### Your goal
For each statement below, say yes or no according to the Hol Chan Marine Reserve text, quoting the words that decide it. (a) The Board of Trustees owns the building that holds the Reserve's office and visitor's center. (b) The Coral Reef Monitoring Program has been successful. (c) The Marine Reserve employs two Park Rangers.

Background legislation and policy support
In July of 1987 the Hol Chan Marine Reserve was legally established by order of the minister
responsible for fisheries. In 1994 these regulations were amended to allow the formation of a
Board of Trustees which is responsible to direct and manage the affairs of the Reserve.
Management structure
The Fisheries Department is the principal governmental agency responsible for management of
marine resources. The Marine Reserve is managed by a Board of Trustees, which is made up of
members from both the public and private sector. The Manager of the Reserve is directly
accountable to the Board of Trustees. The Marine Reserve employs three Park Rangers, an
administrative assistant, and a Manager. A Peace Corps volunteer assists in the monitoring and
education program. The Board of Trustees owns the building which houses the office and visitor's
center of the Reserve.
Activities
• Enforcement: Daily patrols are carried out by the Park Rangers to monitor activities and
enforce regulations. The Marine Reserve employs a Patrol vessel specifically for
enforcement.
• Mooring buoys: HCMR has installed and maintains over twenty mooring buoys in the
Marine Reserve. This year the Reserve will increase the number of mooring buoys. The
Reserve has also installed marker buoys to clearly demarcate the boundaries.
• Public awareness program: With financial assistance from IUCN, Hol Chan has published
an information booklet that will be distributed to tour guides and tour operators. A
brochure has also been published. HCMR in collaboration with Smith College run a
summer program with local schools.
• Coral Reef Monitoring Program: Currently, HCMR runs a monitoring program. However,
due to lack of finance this program has not been successful.
Stakeholder Involvement and participation
HCMR works closely with local tour guide and fishermen associations. Tour guides have played an
important part in the success of the no take zone through voluntary compliance and assisting
staff in minimizing illegal activities in the area. The San Pedro Tour Guide Association facilitated
the process in annexing Shark and Ray Alley as designated reserve Zone. Presently, the San
Pedro Tour Guide Association and the local fishermen support a proposed extension of the
HCMR.
Financing Mechanism
The bulk of the revenue generated by the Reserve comes from a $2:50 USD user fee paid by
each visitor to the Marine Reserve. There is a $3.50 user fee for Zone D. However, HCMR does
not have the capacity to collect this fee. Revenue is also generated from a yearly boat
registration fee. Funding agencies have also provided financial support to HCMR through grants.

Object point labels
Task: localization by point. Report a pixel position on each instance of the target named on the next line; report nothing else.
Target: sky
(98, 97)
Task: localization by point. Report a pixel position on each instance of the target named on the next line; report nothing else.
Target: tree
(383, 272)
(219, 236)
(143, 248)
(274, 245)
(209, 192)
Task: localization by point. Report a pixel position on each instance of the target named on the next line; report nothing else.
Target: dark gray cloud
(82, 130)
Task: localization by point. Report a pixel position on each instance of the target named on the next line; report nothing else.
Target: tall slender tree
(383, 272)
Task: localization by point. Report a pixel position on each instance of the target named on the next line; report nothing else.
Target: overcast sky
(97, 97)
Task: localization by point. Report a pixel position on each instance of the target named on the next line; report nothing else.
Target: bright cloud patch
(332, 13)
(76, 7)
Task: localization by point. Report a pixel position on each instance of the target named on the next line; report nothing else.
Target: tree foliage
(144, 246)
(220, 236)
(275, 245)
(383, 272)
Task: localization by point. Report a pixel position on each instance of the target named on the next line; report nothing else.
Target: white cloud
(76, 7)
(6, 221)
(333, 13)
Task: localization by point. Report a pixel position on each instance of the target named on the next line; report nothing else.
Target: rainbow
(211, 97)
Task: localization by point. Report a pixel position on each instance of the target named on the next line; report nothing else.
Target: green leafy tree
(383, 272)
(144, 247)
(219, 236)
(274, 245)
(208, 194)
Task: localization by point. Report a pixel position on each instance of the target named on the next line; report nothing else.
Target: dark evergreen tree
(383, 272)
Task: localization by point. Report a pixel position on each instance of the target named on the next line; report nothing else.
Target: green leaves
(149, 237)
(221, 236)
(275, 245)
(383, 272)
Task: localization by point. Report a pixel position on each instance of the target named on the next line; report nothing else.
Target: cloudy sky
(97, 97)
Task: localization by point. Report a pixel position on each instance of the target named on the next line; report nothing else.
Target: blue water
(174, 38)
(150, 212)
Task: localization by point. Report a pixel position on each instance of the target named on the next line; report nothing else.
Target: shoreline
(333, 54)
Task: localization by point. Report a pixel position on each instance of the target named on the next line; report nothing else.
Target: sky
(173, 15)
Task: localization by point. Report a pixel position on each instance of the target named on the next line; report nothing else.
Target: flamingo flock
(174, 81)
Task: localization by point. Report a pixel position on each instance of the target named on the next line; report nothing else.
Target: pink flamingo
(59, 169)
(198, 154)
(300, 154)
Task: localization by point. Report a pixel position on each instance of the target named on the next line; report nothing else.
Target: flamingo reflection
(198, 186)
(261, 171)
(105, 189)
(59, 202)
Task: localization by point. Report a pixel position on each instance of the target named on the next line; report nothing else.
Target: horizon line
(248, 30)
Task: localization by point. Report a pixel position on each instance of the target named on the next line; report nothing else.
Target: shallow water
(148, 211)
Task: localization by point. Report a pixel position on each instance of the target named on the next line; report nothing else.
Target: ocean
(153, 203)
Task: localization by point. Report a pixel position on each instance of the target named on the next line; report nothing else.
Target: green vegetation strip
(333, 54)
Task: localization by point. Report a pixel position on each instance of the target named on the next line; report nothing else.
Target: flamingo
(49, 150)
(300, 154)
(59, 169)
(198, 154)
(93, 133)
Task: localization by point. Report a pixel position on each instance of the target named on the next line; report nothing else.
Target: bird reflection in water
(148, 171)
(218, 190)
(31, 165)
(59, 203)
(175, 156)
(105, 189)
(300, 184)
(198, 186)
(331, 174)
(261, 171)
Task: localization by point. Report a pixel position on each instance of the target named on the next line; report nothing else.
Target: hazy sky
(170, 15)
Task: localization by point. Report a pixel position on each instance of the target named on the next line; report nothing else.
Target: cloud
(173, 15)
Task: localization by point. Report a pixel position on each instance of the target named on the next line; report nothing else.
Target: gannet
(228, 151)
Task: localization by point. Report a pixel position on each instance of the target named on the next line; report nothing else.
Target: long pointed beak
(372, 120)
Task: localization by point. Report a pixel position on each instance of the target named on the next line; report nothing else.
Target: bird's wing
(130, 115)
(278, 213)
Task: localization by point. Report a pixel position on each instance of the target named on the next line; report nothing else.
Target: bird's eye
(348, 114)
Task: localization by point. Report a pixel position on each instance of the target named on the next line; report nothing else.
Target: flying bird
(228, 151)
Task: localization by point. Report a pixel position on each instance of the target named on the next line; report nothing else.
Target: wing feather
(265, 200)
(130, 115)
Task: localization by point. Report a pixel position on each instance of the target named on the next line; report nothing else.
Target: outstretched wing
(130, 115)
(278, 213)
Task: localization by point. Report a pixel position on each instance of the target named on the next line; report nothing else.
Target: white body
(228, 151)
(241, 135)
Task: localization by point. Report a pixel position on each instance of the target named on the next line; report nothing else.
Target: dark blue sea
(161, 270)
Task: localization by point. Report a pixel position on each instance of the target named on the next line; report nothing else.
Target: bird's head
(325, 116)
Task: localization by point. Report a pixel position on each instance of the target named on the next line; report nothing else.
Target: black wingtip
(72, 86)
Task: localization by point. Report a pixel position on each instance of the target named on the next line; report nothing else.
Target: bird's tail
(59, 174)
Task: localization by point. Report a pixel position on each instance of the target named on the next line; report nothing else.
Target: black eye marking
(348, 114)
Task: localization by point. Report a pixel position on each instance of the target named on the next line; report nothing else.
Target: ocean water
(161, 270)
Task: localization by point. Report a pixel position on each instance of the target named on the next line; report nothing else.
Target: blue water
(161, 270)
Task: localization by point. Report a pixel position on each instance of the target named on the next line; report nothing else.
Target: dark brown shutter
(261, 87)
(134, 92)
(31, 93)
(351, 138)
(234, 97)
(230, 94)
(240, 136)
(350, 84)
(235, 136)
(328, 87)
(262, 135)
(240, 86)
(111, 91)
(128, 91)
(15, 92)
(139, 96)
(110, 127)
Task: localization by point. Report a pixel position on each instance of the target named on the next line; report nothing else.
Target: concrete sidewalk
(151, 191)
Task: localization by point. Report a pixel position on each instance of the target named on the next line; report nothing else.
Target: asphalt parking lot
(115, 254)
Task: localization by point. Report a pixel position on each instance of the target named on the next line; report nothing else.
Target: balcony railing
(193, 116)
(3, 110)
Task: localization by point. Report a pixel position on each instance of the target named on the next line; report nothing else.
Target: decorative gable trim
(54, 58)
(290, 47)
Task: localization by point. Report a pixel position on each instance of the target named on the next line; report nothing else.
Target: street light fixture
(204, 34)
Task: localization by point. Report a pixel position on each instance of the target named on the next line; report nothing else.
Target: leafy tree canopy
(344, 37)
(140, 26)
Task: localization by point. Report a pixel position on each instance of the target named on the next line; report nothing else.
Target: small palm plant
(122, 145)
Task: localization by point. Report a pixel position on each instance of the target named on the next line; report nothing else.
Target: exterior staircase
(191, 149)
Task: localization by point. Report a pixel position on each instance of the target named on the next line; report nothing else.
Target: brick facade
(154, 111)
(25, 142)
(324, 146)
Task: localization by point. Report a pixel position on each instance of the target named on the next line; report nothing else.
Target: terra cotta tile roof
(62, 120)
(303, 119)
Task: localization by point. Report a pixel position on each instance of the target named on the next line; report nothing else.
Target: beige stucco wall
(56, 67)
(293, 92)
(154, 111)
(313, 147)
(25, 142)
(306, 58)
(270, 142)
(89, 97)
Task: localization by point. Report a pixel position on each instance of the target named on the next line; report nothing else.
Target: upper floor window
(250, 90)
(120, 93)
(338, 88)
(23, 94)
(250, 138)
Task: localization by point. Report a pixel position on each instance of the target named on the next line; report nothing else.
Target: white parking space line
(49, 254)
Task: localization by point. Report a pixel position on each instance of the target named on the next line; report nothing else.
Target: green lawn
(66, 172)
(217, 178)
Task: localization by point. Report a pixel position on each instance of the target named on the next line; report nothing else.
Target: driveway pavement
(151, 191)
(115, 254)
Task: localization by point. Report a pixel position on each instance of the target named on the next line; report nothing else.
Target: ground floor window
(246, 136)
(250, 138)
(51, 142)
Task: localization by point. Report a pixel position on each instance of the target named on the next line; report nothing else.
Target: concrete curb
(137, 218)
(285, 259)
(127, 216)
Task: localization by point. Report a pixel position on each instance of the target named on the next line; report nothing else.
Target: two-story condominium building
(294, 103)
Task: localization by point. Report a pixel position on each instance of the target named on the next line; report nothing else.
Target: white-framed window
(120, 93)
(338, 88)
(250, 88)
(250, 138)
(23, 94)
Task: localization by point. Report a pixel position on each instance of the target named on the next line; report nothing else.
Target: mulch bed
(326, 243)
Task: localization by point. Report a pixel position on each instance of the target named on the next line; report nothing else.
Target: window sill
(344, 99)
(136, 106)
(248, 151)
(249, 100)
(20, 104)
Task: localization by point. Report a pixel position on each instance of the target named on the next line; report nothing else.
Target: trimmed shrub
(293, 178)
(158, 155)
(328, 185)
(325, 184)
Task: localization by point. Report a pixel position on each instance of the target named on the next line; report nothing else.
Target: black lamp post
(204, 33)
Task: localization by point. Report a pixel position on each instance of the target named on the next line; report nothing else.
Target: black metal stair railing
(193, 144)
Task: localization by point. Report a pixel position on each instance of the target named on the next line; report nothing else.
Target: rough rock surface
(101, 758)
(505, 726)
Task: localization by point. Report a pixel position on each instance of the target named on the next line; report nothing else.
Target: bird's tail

### Written answer
(a) Yes: "The Board of Trustees owns the building which houses the office and visitor's center of the Reserve."
(b) No: "due to lack of finance this program has not been successful."
(c) No: "The Marine Reserve employs three Park Rangers"